* _RECORDS SUPPLIED_
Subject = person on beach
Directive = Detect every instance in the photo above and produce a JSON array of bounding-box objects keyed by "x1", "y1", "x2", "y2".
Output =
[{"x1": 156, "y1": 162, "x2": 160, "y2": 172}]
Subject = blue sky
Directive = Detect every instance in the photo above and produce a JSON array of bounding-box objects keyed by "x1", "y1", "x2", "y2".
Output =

* _REQUIREMENTS_
Pull out every line in the listing above that contains the string "Subject".

* _SOLUTION TO THIS PROBLEM_
Subject = person on beach
Subject = blue sky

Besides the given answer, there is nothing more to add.